▶ _WHAT IS NEEDED_
Only one stretch of the data below is wanted: the lines from the one with "[point] every instance of the church" through the one with "[point] every instance of the white church", repeated exactly.

*** STUDY MATERIAL Section Begins ***

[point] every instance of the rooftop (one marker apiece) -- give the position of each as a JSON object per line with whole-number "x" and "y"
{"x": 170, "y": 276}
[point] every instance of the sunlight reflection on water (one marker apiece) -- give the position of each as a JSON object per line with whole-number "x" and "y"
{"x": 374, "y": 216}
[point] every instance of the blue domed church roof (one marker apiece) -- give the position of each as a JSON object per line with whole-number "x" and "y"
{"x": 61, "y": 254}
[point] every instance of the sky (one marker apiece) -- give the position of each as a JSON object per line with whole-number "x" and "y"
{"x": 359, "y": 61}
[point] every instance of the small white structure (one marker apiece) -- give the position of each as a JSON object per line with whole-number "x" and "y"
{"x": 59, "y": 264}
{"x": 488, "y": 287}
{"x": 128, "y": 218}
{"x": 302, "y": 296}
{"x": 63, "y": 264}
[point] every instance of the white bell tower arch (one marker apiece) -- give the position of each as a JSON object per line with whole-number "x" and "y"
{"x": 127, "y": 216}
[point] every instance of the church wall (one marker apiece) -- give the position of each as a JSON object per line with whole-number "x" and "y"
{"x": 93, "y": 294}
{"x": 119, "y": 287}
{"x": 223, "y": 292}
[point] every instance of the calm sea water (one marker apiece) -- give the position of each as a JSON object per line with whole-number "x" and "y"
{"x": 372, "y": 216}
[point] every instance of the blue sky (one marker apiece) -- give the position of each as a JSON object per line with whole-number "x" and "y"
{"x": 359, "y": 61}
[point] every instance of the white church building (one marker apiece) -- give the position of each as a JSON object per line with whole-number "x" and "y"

*** STUDY MATERIAL Section Ends ***
*** STUDY MATERIAL Section Begins ***

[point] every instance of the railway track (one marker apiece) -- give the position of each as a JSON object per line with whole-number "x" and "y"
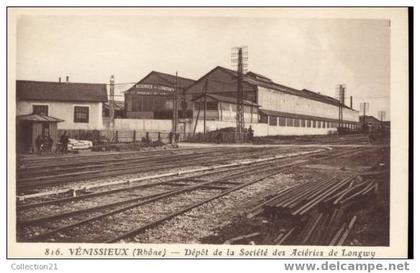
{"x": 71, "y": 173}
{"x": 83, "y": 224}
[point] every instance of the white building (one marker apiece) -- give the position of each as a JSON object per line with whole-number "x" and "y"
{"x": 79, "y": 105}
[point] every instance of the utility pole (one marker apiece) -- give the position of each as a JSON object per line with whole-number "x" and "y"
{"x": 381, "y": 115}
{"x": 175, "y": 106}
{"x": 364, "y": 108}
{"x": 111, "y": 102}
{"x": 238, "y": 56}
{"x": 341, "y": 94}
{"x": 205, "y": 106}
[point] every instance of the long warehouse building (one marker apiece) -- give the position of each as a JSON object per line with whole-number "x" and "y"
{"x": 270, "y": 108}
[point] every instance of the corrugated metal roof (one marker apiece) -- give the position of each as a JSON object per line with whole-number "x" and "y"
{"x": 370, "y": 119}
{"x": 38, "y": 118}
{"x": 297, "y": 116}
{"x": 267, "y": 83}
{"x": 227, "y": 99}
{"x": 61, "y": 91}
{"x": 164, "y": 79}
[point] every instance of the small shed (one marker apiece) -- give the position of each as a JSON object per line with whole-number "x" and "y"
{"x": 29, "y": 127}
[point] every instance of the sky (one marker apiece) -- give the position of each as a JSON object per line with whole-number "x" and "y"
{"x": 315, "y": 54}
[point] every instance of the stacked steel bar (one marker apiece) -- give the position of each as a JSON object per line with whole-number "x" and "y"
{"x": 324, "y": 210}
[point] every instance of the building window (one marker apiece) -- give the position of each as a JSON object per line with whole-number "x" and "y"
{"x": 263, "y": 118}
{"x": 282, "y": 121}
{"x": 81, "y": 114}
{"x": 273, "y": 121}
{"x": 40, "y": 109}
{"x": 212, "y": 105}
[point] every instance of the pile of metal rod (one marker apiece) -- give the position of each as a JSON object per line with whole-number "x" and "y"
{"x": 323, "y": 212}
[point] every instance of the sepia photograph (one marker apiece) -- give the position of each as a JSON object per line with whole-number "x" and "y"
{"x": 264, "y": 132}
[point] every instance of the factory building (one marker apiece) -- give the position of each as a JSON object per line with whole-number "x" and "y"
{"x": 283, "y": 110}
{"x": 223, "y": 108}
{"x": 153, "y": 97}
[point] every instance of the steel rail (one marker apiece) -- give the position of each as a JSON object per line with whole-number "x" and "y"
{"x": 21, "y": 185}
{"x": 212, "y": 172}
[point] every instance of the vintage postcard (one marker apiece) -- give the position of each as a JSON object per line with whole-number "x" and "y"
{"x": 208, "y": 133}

*** STUDY MATERIAL Section Ends ***
*** STUDY MATERIAL Section Begins ***

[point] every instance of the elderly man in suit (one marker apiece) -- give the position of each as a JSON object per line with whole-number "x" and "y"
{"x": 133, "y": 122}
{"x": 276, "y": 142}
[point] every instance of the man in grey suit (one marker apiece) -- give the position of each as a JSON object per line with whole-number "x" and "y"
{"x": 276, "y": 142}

*** STUDY MATERIAL Section Ends ***

▶ _TASK SOLUTION_
[point] every instance of the church wall (one marker apiece) -- give the position of each as a JSON object per line with whole-number "x" and "y"
{"x": 93, "y": 294}
{"x": 119, "y": 287}
{"x": 223, "y": 292}
[point] every instance of the calm sea water (one marker apiece) -- give the position of each as a JSON object per line with whole-number "x" and "y"
{"x": 372, "y": 216}
[point] every instance of the blue sky (one marker apiece) -- give the position of each as a JSON object per line with whole-number "x" and "y"
{"x": 359, "y": 61}
[point] every instance of the white church building (one marker apiece) -- give the position of each as a JSON object per line with whole-number "x" and "y"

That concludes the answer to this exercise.